## Short exercise:
In the part of the data below that opens with the line containing "Please identify the blue plastic" and closes with the line containing "(1155, 632)", rewrite every line. Leave the wording as it is, but multiply each coordinate in parentheses by 0.35 and round the results to whole numbers, with halves rounded up.
══ Data to use ══
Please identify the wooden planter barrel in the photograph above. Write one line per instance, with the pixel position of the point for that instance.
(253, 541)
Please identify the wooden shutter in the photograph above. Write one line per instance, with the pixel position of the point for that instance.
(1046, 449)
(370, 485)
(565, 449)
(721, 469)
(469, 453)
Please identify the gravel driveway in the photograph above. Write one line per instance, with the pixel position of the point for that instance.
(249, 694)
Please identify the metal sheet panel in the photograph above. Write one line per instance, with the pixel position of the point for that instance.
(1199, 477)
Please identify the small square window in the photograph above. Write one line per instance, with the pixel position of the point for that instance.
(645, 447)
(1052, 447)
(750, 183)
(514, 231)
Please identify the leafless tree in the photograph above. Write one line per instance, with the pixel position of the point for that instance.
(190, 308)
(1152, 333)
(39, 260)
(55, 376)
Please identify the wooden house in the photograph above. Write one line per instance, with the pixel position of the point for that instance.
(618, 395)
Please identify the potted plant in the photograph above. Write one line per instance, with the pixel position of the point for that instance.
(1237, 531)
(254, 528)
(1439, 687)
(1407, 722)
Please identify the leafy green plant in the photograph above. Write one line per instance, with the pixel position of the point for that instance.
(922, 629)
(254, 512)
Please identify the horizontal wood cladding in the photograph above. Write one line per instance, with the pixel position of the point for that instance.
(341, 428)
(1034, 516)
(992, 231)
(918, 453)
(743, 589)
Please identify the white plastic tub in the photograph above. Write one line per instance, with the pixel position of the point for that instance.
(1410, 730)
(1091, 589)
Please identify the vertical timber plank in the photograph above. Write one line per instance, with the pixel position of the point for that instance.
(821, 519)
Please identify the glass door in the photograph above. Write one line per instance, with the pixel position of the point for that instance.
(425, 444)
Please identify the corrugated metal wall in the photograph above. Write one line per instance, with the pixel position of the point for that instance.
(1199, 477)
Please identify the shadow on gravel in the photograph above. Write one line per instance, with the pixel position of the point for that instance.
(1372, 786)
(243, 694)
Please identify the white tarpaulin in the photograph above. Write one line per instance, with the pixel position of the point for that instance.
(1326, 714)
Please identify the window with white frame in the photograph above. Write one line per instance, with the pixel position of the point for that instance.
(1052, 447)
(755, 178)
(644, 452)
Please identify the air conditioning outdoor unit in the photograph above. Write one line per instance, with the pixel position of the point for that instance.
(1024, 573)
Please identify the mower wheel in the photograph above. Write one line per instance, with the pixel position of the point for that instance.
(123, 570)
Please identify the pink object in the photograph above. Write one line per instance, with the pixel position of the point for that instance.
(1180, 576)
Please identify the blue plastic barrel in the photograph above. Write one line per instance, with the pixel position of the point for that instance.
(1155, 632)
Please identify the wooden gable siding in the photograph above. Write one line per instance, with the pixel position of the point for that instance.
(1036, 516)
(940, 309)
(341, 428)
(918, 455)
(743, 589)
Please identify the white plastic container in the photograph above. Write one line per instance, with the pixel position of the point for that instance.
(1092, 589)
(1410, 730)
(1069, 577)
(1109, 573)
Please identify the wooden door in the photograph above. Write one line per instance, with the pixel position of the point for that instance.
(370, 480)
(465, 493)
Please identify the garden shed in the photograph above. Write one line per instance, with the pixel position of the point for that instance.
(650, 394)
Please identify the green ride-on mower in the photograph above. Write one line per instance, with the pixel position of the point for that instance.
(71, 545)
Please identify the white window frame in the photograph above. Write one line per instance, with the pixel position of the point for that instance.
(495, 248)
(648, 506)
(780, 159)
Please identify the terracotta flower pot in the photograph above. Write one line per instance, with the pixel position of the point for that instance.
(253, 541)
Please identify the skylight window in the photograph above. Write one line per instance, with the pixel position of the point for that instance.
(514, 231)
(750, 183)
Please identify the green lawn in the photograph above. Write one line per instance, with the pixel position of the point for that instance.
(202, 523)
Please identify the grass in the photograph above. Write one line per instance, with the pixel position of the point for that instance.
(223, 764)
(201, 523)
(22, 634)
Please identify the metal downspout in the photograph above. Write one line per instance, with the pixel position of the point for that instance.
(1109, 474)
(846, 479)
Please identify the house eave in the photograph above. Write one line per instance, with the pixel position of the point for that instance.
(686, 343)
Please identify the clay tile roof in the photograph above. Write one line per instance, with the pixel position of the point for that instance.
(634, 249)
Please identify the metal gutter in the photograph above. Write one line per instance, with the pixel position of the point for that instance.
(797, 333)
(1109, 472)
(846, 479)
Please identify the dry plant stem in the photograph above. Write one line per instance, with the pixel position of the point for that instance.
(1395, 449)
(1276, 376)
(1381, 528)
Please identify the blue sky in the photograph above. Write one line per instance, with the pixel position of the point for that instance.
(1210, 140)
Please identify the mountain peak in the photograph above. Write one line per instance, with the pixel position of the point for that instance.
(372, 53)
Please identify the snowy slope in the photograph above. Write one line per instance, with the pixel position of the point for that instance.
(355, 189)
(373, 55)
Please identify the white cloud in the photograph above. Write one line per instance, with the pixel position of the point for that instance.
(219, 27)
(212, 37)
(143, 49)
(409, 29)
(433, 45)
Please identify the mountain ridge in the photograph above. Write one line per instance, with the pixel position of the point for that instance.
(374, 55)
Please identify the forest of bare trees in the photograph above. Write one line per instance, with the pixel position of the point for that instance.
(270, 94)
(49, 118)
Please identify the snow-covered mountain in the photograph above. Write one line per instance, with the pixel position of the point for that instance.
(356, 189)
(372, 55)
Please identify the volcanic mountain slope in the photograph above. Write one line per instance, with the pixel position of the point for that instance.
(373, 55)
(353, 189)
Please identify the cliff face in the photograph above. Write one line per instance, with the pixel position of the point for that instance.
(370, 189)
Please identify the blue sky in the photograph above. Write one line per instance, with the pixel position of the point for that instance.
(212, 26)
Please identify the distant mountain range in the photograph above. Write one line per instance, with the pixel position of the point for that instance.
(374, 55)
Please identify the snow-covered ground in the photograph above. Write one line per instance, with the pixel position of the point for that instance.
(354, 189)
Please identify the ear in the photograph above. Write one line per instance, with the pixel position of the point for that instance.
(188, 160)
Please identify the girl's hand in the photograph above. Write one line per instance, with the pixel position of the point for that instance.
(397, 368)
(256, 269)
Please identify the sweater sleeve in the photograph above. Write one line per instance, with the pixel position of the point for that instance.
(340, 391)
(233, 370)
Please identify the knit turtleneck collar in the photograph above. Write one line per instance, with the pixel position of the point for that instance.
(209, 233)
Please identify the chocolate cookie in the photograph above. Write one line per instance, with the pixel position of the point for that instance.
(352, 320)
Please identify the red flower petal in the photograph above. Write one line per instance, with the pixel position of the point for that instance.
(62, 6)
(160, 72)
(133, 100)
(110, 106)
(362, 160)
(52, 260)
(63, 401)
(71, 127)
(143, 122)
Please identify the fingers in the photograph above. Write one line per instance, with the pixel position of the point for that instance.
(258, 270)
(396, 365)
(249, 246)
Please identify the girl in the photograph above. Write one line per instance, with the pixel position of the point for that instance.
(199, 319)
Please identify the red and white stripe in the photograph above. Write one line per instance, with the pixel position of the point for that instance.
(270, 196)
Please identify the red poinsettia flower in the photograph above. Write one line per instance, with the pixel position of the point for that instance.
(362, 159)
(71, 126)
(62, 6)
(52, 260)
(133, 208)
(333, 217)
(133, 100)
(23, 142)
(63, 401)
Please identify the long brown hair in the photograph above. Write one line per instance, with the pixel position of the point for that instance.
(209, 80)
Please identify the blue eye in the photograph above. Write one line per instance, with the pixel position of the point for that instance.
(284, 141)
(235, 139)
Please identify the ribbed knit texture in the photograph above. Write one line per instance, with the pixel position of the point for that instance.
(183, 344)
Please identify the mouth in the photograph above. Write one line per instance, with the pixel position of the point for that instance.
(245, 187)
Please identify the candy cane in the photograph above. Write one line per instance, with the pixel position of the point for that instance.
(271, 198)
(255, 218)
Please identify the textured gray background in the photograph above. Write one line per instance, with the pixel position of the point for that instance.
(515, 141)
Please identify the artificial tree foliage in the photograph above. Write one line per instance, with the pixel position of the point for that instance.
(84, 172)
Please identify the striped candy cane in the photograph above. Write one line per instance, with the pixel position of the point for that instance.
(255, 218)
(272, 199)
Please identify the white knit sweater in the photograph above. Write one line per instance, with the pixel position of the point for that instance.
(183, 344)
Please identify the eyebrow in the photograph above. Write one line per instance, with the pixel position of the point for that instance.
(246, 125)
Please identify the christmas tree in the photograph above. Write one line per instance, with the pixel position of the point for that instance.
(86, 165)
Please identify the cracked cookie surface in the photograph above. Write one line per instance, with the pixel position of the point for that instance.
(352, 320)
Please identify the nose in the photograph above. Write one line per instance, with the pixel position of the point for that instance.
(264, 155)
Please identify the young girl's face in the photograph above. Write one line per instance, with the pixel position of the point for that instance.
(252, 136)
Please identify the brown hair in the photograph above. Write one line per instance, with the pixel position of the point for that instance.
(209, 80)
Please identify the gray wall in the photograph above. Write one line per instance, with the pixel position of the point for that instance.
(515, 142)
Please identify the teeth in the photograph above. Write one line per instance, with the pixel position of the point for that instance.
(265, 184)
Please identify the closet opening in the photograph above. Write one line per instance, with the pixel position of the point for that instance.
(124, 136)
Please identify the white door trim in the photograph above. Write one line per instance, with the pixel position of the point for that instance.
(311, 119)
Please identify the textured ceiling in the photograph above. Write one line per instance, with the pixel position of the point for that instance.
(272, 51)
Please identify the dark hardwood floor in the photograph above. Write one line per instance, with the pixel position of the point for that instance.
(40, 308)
═══
## Finished task:
Please identify the blue plastic barrel in the photograph above. Write one line per instance, with the pixel position of the point for that instance.
(404, 221)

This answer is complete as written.